Source records:

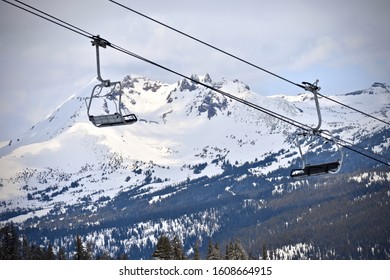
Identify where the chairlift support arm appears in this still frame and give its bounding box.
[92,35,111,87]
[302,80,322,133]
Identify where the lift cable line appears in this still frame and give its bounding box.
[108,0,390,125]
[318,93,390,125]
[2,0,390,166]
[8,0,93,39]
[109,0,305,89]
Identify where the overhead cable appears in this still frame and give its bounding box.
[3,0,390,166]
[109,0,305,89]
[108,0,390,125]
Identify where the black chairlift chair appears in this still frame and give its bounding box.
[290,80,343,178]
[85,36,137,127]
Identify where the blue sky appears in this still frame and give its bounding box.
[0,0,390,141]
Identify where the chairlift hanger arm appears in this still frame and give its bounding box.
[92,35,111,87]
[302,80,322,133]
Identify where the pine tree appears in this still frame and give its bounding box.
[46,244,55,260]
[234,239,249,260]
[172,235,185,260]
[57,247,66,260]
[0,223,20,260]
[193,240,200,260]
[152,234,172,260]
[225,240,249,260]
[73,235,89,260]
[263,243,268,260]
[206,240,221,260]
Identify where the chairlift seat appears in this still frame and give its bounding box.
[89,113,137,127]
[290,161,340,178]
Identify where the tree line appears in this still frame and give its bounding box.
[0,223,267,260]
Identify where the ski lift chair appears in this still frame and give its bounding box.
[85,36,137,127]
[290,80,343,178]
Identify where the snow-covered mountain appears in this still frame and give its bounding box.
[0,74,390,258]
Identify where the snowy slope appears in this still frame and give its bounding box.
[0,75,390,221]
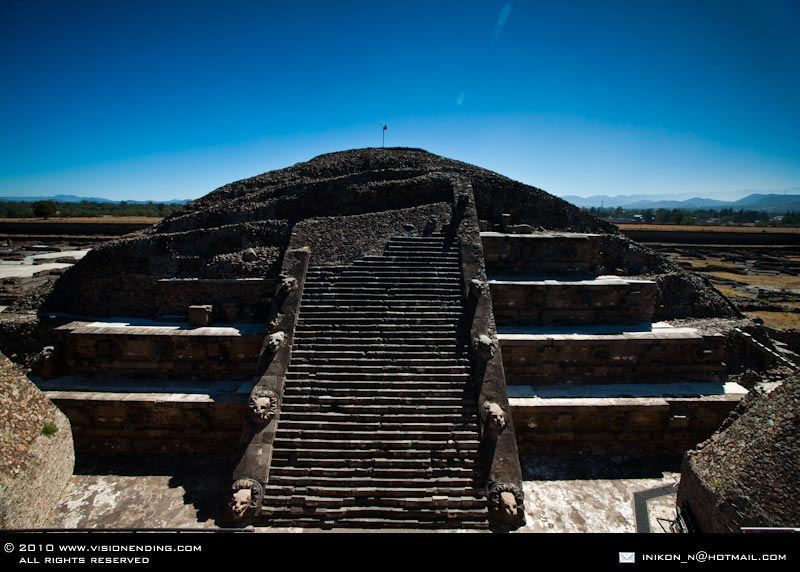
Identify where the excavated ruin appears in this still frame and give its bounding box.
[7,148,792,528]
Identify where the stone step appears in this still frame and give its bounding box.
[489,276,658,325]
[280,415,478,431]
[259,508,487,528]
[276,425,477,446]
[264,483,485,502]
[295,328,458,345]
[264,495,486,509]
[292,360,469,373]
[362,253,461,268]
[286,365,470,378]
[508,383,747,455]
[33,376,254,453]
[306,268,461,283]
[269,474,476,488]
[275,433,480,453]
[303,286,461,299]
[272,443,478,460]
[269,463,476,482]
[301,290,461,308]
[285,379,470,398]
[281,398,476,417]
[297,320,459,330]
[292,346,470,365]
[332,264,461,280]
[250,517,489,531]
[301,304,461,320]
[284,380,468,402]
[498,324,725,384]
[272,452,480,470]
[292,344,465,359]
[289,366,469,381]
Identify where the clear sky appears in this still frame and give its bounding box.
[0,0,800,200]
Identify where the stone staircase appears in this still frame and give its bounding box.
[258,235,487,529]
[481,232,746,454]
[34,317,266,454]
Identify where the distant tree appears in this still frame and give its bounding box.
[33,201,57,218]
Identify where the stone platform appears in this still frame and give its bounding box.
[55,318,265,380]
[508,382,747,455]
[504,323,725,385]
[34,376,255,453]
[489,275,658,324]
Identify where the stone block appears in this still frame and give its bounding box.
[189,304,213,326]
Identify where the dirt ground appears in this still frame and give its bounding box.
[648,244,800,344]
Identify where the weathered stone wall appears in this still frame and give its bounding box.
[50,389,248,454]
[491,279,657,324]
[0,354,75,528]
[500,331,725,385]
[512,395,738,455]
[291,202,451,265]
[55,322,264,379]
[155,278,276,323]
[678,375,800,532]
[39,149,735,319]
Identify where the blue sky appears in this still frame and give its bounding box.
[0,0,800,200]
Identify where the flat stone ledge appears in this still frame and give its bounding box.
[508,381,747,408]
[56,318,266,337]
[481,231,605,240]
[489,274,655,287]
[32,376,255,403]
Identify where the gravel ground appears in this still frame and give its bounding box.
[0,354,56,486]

▶ [Objective]: Collect every line of the records above that contains the word "tree", copying each one in full. Case counts.

▶ [Output for this task]:
Identify where the pine tree appears in this still frame and give its bounding box.
Identify where the tree line appears in this still frame and give its bounding box.
Identify where the distant tree appears in this still frame and give its bounding box.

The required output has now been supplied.